======== Record set

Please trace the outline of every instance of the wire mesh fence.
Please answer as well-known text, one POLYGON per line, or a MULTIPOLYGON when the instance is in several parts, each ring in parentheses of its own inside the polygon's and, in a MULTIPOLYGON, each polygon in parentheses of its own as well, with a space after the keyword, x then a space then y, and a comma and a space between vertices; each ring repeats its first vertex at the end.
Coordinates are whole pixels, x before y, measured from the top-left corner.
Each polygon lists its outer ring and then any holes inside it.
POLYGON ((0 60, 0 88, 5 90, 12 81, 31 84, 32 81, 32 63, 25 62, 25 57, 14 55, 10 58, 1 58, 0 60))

================

Task requirements -> Quote each item above word for word, keeping every line unchanged.

Answer to this task ->
Please trace the outline of every instance of the wire mesh fence.
Please answer as well-known text, one POLYGON per line, or a MULTIPOLYGON when the instance is in several parts, each ring in parentheses of its own inside the polygon's and, in a MULTIPOLYGON, each polygon in parentheses of its own as well, with a space after the keyword, x then a space then y, and a comma and a space between vertices; each ring repeats its first vertex at the end.
Coordinates are whole pixels, x before y, measured from the top-left corner.
Each polygon lists its outer ring and then any holes inside it.
POLYGON ((0 60, 0 88, 5 90, 12 81, 31 84, 32 81, 32 63, 25 62, 25 57, 14 55, 10 58, 1 58, 0 60))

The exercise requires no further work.